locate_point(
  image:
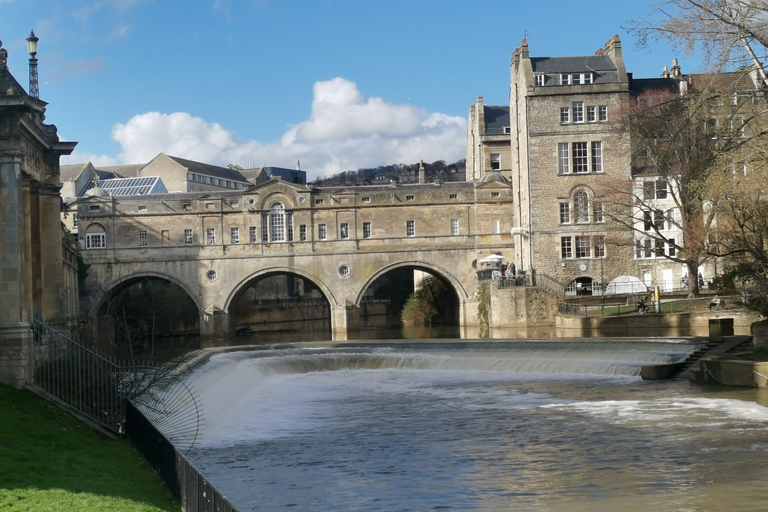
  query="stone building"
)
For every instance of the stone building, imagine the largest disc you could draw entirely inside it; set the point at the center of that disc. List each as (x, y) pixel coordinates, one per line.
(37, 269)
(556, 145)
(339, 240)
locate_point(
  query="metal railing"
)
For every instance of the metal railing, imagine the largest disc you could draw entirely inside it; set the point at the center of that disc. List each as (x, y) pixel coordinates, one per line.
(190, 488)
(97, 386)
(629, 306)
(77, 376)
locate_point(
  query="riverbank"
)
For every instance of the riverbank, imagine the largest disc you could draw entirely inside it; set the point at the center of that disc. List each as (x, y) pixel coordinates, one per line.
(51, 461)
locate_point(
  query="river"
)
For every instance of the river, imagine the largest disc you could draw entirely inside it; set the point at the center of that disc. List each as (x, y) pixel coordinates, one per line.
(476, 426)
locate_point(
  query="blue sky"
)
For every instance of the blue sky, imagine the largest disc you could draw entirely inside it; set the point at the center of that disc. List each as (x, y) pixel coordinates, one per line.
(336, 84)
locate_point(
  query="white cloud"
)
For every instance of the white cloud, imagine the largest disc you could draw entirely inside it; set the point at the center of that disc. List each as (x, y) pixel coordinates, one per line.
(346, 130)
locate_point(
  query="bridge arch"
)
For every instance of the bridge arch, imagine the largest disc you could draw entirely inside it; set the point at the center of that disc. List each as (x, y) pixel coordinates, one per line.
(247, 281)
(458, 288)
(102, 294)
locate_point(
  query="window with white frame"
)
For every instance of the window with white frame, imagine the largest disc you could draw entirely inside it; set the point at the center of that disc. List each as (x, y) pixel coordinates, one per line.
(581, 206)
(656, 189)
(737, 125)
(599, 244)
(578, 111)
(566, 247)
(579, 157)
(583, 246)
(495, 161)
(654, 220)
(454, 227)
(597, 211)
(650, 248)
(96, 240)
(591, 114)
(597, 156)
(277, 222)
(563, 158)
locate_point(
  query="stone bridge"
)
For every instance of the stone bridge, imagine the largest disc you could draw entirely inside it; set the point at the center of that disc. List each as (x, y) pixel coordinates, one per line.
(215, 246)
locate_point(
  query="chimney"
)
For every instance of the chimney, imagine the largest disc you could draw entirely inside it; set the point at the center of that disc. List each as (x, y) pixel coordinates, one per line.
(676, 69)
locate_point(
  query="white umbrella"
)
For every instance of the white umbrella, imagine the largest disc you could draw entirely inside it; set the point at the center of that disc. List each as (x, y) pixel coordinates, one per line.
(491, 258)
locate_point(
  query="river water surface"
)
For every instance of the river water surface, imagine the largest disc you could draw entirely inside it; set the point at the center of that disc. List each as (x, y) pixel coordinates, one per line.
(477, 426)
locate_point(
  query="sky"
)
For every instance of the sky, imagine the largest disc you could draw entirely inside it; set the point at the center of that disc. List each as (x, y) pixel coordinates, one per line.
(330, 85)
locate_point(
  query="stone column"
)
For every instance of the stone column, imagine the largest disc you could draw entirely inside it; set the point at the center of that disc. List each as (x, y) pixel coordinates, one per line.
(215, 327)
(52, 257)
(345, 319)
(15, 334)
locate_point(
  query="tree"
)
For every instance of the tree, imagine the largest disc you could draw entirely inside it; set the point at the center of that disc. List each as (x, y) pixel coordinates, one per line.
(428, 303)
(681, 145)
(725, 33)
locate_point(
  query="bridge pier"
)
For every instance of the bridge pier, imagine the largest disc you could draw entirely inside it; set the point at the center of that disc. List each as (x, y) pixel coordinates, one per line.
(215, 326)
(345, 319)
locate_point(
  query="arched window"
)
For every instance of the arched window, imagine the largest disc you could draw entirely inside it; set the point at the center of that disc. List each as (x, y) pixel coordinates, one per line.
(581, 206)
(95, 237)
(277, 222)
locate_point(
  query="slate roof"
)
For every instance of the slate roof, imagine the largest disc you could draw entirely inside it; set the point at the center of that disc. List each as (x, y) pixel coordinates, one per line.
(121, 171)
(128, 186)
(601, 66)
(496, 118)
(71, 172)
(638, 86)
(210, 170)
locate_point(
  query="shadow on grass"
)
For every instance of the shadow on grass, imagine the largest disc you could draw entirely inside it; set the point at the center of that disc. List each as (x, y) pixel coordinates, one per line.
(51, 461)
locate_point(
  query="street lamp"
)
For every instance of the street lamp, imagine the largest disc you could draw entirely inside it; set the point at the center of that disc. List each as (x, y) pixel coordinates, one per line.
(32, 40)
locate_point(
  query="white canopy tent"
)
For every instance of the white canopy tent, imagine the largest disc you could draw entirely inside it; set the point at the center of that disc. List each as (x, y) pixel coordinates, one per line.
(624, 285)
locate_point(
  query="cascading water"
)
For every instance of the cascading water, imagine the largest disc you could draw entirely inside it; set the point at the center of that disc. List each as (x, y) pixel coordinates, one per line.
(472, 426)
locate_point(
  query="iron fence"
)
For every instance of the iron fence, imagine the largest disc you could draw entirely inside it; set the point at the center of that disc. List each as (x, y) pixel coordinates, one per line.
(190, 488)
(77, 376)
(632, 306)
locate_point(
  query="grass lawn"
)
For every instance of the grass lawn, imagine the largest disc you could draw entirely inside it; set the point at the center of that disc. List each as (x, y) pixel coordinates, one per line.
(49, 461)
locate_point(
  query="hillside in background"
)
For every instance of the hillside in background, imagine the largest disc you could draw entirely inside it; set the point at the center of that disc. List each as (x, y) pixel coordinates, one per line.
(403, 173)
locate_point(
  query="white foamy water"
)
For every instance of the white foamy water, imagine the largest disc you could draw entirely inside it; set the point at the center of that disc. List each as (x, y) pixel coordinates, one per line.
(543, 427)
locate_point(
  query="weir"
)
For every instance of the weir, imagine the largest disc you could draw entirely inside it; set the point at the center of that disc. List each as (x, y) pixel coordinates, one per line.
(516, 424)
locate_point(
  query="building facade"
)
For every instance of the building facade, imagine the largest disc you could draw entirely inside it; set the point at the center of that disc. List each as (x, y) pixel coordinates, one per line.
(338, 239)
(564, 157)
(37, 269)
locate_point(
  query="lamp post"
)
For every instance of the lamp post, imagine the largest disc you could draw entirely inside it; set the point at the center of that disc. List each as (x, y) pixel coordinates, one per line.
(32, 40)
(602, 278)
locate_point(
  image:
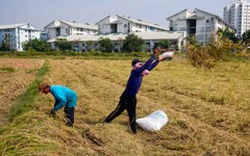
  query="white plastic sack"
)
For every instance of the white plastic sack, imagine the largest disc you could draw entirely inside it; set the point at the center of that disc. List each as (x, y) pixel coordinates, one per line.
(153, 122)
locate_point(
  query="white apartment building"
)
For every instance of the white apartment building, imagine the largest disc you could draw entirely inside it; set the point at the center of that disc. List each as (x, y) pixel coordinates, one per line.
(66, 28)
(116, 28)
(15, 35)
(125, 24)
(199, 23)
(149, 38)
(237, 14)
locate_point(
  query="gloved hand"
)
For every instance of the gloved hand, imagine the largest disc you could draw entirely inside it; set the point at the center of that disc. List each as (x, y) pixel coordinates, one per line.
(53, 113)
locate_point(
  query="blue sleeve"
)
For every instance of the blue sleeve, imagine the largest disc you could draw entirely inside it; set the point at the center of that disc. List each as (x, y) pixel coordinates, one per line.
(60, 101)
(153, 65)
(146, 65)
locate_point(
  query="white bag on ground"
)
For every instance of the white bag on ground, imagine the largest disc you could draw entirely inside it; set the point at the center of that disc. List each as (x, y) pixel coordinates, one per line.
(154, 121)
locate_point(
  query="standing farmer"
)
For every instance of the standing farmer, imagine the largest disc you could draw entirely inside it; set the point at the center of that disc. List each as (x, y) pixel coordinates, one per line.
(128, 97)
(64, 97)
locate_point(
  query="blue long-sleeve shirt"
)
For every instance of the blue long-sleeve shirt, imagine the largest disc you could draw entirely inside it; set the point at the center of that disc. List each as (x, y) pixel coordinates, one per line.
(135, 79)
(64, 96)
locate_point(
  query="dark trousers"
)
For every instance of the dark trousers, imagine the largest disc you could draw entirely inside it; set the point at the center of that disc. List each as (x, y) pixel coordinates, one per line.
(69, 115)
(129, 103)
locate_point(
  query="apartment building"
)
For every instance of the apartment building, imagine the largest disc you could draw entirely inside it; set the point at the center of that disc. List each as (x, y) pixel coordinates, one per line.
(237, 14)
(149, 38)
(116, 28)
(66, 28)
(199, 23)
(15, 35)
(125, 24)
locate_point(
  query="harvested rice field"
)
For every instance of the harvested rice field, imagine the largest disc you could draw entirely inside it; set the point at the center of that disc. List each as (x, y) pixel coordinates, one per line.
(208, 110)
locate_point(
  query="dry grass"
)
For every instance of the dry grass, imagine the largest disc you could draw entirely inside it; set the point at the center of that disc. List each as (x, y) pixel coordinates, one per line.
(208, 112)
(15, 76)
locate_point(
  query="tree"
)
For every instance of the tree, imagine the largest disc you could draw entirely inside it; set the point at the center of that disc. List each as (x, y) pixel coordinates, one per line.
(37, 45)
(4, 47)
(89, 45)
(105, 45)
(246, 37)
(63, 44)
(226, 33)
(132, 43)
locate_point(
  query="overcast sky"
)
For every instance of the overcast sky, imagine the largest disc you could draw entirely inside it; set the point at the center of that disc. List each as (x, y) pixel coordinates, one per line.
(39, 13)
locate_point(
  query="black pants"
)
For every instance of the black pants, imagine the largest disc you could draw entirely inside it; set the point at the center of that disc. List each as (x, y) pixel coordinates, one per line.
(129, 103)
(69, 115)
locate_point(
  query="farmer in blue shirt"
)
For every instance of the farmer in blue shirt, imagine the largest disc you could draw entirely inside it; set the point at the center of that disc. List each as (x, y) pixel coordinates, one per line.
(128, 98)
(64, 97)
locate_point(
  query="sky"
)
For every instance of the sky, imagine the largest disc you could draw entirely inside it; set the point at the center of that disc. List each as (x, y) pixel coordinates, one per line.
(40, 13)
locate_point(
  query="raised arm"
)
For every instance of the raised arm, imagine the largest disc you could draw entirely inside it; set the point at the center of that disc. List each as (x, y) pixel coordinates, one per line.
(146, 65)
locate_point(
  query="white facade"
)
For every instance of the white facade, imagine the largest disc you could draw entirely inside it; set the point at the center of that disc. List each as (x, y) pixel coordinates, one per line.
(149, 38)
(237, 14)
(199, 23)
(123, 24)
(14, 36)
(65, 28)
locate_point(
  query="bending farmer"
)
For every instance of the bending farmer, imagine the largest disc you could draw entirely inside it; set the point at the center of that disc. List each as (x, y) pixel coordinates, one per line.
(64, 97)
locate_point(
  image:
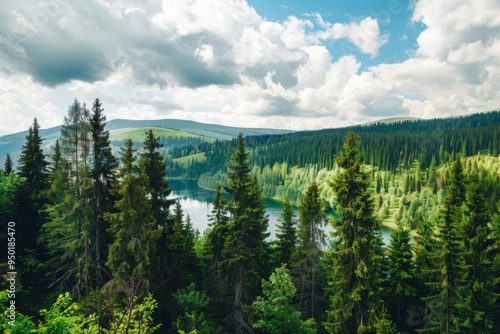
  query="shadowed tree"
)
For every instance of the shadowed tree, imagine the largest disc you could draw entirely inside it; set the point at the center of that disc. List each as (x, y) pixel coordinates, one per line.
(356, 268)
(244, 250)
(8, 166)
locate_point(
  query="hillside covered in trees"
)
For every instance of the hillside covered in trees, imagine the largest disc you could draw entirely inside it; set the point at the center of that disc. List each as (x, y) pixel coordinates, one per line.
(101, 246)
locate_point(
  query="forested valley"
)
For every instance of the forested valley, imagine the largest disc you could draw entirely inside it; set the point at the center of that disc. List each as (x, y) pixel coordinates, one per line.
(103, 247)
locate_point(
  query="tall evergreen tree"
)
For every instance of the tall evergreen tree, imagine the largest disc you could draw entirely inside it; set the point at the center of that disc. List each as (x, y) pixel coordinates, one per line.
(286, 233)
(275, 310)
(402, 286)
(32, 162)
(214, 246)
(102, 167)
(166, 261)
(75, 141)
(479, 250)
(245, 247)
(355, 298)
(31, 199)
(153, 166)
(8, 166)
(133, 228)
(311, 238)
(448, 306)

---

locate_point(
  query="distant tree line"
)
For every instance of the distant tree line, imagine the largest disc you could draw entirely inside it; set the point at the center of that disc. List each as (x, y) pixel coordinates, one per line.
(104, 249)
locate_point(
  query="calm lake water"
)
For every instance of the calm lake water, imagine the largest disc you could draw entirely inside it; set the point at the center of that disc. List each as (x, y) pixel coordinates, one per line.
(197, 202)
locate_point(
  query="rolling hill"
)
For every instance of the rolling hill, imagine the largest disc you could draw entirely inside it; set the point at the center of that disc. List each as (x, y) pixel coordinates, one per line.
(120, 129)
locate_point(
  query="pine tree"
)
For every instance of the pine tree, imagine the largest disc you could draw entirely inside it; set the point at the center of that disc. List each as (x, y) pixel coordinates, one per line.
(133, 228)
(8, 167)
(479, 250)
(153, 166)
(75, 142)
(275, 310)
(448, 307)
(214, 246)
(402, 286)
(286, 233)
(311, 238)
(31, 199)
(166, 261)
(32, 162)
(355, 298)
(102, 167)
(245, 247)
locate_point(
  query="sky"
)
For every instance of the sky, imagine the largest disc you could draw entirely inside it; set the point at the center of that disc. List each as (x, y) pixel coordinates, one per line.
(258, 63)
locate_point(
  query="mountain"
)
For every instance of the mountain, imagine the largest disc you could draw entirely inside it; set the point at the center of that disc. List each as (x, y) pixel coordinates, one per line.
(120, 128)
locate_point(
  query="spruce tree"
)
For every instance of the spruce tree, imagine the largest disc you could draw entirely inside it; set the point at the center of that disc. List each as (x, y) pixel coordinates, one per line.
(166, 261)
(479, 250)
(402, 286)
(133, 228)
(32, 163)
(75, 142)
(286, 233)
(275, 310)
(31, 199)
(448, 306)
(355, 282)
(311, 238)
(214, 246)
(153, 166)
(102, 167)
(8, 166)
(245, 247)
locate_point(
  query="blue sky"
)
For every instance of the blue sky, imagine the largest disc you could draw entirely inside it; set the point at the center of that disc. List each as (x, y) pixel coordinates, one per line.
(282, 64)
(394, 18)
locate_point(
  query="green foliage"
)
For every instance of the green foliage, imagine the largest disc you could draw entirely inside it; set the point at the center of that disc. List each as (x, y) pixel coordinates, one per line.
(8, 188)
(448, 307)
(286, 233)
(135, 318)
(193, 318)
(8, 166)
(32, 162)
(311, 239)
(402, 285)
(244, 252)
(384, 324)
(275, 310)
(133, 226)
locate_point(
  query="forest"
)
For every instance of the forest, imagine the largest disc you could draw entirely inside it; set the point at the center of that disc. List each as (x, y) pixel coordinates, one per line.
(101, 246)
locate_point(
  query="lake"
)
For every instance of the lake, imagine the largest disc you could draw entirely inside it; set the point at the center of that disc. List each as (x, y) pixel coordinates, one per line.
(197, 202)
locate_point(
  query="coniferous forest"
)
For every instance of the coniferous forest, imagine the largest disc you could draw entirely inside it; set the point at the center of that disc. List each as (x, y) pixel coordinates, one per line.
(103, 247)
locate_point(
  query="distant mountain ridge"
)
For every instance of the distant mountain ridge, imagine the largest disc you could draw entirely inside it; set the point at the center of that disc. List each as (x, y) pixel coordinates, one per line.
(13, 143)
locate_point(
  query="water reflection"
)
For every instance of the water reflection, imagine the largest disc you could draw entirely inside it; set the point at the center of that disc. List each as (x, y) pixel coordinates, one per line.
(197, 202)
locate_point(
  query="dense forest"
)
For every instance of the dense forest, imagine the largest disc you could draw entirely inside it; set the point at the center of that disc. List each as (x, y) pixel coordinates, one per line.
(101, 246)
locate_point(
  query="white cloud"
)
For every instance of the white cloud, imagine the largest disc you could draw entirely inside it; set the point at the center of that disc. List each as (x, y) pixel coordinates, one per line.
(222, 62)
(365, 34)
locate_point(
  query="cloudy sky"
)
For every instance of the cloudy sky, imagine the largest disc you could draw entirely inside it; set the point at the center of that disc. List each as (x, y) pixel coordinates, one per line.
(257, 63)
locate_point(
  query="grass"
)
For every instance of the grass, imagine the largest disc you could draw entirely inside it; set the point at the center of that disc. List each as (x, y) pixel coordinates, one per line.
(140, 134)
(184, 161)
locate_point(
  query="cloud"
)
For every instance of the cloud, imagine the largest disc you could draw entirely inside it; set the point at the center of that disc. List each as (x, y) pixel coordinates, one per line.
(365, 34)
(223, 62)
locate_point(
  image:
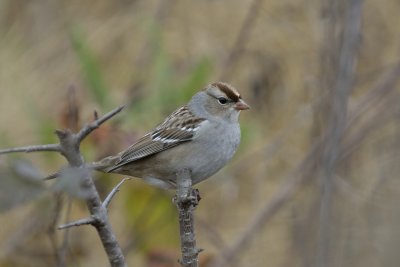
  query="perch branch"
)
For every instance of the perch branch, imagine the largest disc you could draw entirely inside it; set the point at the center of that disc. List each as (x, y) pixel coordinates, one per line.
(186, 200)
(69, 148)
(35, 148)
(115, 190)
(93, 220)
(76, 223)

EXERCISE => Tally the lines of the data above that contain the string "window", treating case as significant. Reply with the number only.

EXERCISE RESPONSE => 4